(Items from a data source)

========================

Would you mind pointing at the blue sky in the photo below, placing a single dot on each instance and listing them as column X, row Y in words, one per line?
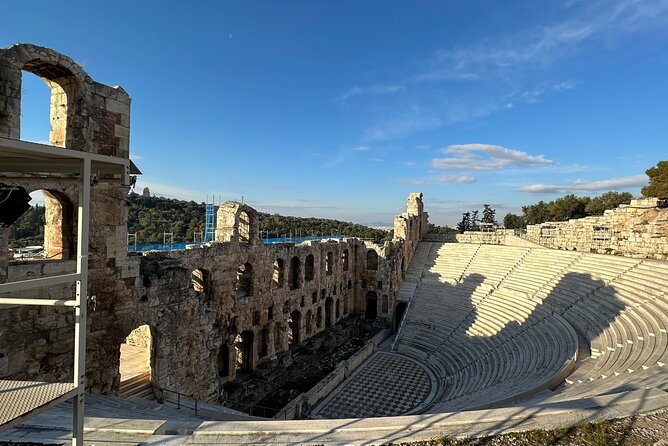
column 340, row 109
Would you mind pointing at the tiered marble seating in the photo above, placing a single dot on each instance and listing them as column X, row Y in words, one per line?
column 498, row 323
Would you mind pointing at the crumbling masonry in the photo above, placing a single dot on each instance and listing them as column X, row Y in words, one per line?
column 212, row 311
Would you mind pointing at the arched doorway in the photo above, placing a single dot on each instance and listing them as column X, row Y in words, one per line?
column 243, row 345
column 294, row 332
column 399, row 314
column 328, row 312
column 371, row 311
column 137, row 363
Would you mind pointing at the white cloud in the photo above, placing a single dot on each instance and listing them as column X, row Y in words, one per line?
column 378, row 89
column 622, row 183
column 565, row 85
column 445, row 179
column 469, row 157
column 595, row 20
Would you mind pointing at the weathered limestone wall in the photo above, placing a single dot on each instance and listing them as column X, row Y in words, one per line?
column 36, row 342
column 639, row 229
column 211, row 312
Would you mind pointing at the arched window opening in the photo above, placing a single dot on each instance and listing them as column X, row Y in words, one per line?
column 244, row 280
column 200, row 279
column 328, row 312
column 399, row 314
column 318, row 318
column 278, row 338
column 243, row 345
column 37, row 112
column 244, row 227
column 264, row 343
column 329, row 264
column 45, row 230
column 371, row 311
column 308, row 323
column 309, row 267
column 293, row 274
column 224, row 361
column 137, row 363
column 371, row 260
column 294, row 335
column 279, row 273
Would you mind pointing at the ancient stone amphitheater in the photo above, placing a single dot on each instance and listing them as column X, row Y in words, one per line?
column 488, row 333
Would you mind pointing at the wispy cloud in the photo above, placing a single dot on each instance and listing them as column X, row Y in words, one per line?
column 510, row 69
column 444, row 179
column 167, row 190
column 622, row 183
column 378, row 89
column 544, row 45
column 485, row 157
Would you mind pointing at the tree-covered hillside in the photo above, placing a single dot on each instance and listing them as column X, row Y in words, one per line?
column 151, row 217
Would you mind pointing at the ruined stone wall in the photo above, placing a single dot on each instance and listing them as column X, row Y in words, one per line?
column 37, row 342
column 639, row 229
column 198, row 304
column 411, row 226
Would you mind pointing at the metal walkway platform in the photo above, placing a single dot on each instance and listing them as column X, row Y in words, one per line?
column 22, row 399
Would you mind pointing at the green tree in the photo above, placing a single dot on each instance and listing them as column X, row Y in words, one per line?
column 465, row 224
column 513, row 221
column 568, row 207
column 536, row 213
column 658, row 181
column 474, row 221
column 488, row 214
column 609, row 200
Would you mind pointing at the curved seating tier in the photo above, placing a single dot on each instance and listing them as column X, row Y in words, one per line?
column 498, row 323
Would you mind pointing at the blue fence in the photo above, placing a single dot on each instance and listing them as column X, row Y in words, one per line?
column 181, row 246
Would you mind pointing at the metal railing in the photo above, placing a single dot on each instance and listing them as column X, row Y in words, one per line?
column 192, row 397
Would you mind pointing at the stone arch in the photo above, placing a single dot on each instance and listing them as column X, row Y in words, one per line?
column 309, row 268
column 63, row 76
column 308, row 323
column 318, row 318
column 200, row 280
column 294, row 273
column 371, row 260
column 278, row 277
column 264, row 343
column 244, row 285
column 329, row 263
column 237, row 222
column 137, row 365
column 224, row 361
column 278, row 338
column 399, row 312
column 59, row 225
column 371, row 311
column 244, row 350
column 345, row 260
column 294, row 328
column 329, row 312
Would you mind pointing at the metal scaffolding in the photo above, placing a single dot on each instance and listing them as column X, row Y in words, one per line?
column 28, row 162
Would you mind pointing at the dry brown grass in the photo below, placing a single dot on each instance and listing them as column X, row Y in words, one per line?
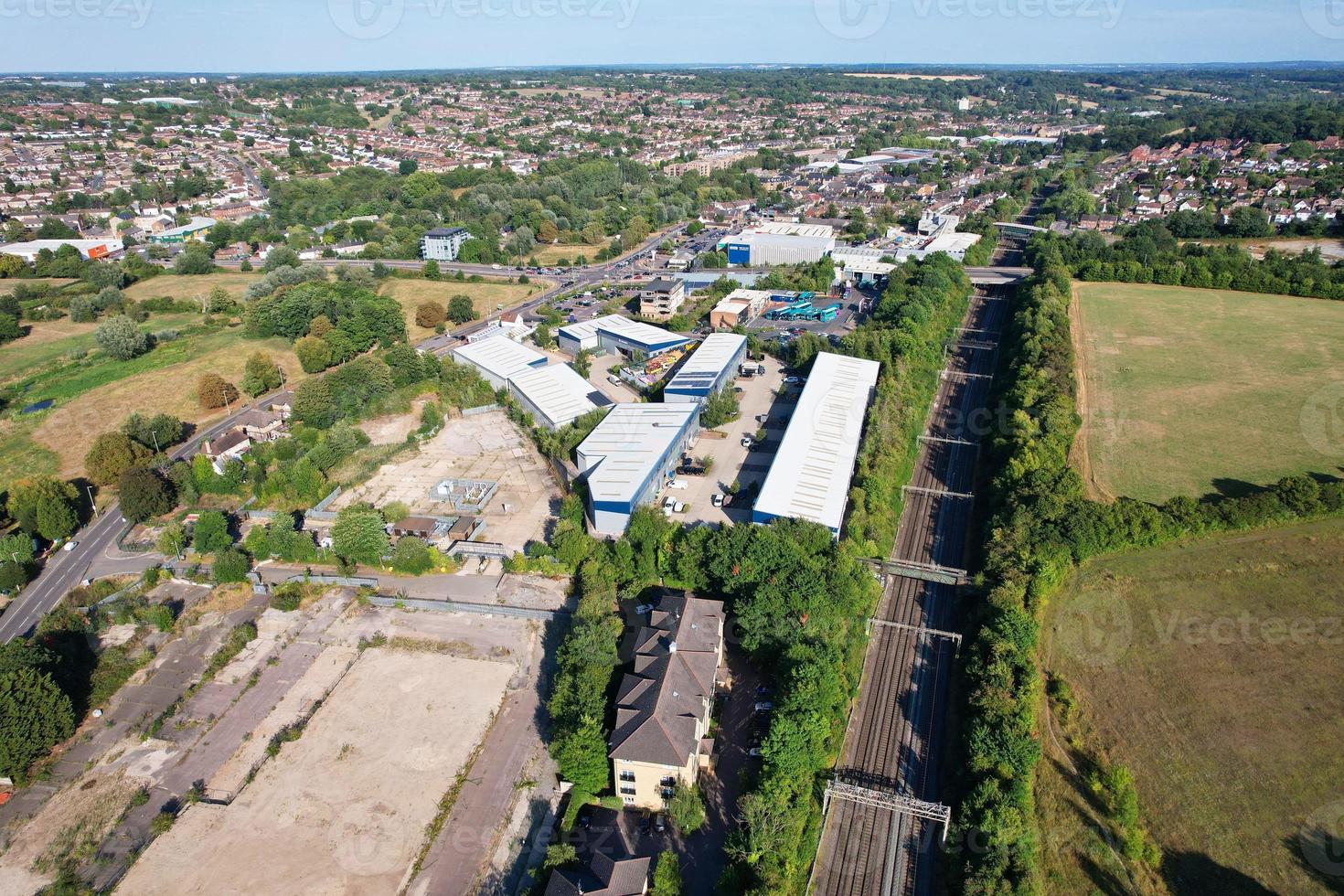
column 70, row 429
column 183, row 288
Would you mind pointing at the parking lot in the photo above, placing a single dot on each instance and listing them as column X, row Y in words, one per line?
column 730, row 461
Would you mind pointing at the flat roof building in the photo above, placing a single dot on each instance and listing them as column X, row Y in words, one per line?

========================

**WHAT THE TASK REQUIRES:**
Would you repeat the entries exactly, but with no pictures?

**TASK RESPONSE:**
Would you mind pointing at the blue sky in the photo below, placing a single dot on each instance and listing them as column X, row Y in words, one per line?
column 340, row 109
Would you mind pointing at the tiered marble seating in the photo above, placing a single dot on each instance and listing them as column X, row Y in words, one per line?
column 498, row 323
Would you mind pointing at the crumbling masonry in the photo above, placing a single dot on each instance and listing them as column X, row Y in words, one per line?
column 212, row 311
Would you mind pointing at the arched doorway in the photo above, placing a single dot on each instance and listing them as column X, row Y in words, one per line?
column 243, row 345
column 294, row 332
column 399, row 314
column 328, row 312
column 371, row 311
column 137, row 363
Would you mind pointing at the white cloud in the photo above, placing a single dot on each instance and listing them as column X, row Y in words, one per line?
column 378, row 89
column 622, row 183
column 565, row 85
column 445, row 179
column 469, row 157
column 595, row 20
Would you mind pointing at the weathered limestone wall in the photo above, placing a single dot on each instance and listing them as column X, row Y in words, one per line?
column 36, row 342
column 639, row 229
column 211, row 312
Would you mind pointing at the arched window opening in the photo above, placing a single dot on each instance and listing them as column X, row Y in words, one per line?
column 244, row 280
column 200, row 279
column 328, row 312
column 399, row 314
column 318, row 318
column 278, row 338
column 243, row 345
column 37, row 112
column 244, row 227
column 264, row 343
column 329, row 264
column 45, row 230
column 371, row 311
column 308, row 323
column 309, row 267
column 293, row 274
column 224, row 361
column 137, row 363
column 371, row 260
column 294, row 335
column 279, row 273
Would you mind pointing at the ancient stone amphitheater in the photo above, placing a single dot on each instance and listing them as column X, row Y in words, one per line?
column 488, row 333
Would you mind pointing at the wispy cloud in the photo above, placing a single dot on each instance and listing them as column X, row Y in words, one per line?
column 510, row 69
column 444, row 179
column 167, row 190
column 622, row 183
column 378, row 89
column 544, row 45
column 485, row 157
Would you mind pointing at the tree-covered hillside in the photo above, placing a single dot on each instance and listing them as column X, row Y in words, one per line?
column 151, row 217
Would you mind pointing at the ruined stone wall in the photo above, placing a single dot on each instance and listing them as column X, row Y in words, one per line?
column 37, row 342
column 639, row 229
column 198, row 304
column 411, row 226
Would you mind pointing at the metal walkway platform in the photo above, placing a single dot on each instance and listing them as column X, row Y in words, one per line?
column 22, row 399
Would you mind pointing at the green tree in the photo above, placing a single dot on each instance and listing them as column X, row Y in words, one per line?
column 465, row 224
column 513, row 221
column 568, row 207
column 536, row 213
column 658, row 181
column 474, row 221
column 488, row 214
column 609, row 200
Would you mind pointing at the curved seating tier in the photo above, placing a single dot on each instance and listing them as column X, row Y in words, one per line?
column 498, row 323
Would you mind pointing at the blue fence in the photo above, placing a single dot on each instance and listing them as column X, row Y in words, one per line?
column 181, row 246
Would you mind pointing at the metal railing in the photo above, placing a single dot on each instance and listing them as column X, row Y in words, one per line?
column 192, row 397
Would you mind pointing at the stone arch in the photo above, placing a single dot on each instance and listing them as column X, row Y in words, one per line?
column 309, row 268
column 63, row 76
column 308, row 323
column 318, row 318
column 200, row 280
column 294, row 273
column 371, row 260
column 278, row 277
column 264, row 343
column 244, row 285
column 329, row 263
column 237, row 222
column 137, row 365
column 224, row 361
column 278, row 338
column 399, row 312
column 59, row 225
column 371, row 311
column 244, row 350
column 345, row 260
column 294, row 328
column 329, row 312
Would you mind pointing at the metal scaffolding in the photo above, placing a single dot on each instance and listing them as column X, row Y in words, one per line?
column 28, row 162
Would you mind pointing at the dry brown grass in the photo below, placing a single dot on each instance and listing them as column X, row Y in words, one per line?
column 70, row 429
column 183, row 288
Would you mind pointing at the parking lot in the photo above, placing a single dot on each instance and listing them as column X, row Y in words, one per line?
column 730, row 461
Would you mind pointing at the flat roof building in the photo above, placing a single dot on each instance and listing them as column X, row Y in words, one per line?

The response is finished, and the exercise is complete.